**About this exercise**
In the article on WPP AUNZ's first-half earnings, what range is headline EBIT for the six months now expected to fall within?

**Text provided**
# # # # # # #

WPP AUNZ's first half earnings better than expected

Chris Pash
By Chris Pash | 16 July 2020
 
Jens Monsees

WPP AUNZ earnings for the half year to June will be better than expected.

The company told the ASX today it expects to report headline half year earnings before interest and tax (EBIT)  above the guidance range provided at the AGM in May

At that time the company was forecasting a significant negative impact on earnings in the second quarter.

However, based on an early assessment of the June results, headline EBIT for the six months is now expected to be within a range of $10 million to $14 million, above the previous guidance of between breakeven and a $10 million loss.

The stronger than anticipated performance reflects a better than expected trading performance in May and June and the benefit of an additional $4 million in JobKeeper payments from the federal government.

Detailed financial results will be announced August 20.

The company also expects to recognise a non-cash impairment charge of between $150 million and $190 million in the half year results.

The impairment charge follows a review of the value of the company’s assets based on the current trading results and the uncertainty surrounding COVID-19 and the flow-on economic impacts.

The impairment charge relates to acquired intangible assets including brand names, customer relationships and goodwill. It is non-cash in nature and has no impact on the company’s debt facilities and compliance with bank covenants.

WPP AUNZ had net debt of about $140 million at June 30. The company has total debt facilities of $420 million, including a three-year loan facility of $270 million and a revolving working capital facility of $150 million.

CEO Jens Monsees says the priorities in responding to the COVID-19 crisis have been to keep our people safe, ensure our clients continue to receive excellent service and the best creative ideas and to retain a strong balance sheet.

“We are accelerating the transformation of our business to respond to industry changes and to position us strongly for an economic recovery," he says.

"We look forward to providing an update on these initiatives at our upcoming results announcement.”

# # # # # # #

**Data section**

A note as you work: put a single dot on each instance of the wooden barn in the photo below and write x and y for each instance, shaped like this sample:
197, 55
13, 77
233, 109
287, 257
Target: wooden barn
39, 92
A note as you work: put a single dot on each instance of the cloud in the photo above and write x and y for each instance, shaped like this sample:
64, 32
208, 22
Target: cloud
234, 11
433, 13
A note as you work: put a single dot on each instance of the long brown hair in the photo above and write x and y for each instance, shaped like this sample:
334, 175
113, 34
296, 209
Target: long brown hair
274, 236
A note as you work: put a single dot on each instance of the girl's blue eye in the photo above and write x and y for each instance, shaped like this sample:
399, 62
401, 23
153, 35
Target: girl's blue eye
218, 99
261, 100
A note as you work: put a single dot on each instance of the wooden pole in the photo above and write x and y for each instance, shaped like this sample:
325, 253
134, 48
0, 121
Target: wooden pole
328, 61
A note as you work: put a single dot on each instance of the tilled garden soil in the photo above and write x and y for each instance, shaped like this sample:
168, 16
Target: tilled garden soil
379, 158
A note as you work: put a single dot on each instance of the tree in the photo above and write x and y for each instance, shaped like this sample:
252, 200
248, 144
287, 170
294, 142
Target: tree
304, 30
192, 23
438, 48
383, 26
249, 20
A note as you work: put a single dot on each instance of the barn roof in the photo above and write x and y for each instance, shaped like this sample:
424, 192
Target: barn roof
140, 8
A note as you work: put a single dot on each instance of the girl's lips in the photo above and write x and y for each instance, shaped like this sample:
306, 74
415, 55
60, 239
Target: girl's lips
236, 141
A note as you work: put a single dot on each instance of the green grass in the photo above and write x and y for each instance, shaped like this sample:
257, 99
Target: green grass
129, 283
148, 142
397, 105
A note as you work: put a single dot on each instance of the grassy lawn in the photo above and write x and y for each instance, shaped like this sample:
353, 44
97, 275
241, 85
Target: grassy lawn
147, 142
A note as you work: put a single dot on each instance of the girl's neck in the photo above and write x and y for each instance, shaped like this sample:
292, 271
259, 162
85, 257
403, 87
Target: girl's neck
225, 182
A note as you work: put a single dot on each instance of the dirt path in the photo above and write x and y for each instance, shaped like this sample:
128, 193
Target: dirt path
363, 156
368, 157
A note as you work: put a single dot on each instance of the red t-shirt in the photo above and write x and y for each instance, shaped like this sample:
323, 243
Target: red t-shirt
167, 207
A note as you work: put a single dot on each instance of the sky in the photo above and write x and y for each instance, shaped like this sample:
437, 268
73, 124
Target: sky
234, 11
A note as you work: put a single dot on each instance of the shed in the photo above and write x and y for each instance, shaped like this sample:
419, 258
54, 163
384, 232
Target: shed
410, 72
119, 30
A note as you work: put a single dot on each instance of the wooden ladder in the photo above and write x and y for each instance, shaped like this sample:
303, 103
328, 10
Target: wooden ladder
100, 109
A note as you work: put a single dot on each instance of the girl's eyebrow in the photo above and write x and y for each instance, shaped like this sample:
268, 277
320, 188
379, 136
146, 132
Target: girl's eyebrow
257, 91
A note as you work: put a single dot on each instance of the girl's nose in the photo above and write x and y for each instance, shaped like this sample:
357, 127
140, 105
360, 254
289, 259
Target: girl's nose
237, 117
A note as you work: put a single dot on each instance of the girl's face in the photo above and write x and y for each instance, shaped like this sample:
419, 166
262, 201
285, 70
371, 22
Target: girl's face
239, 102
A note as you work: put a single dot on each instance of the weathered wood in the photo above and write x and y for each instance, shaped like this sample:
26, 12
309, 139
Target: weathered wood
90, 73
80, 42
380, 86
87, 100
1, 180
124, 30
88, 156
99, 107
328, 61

# # # # # # #

**Response to the exercise**
$10 million to $14 million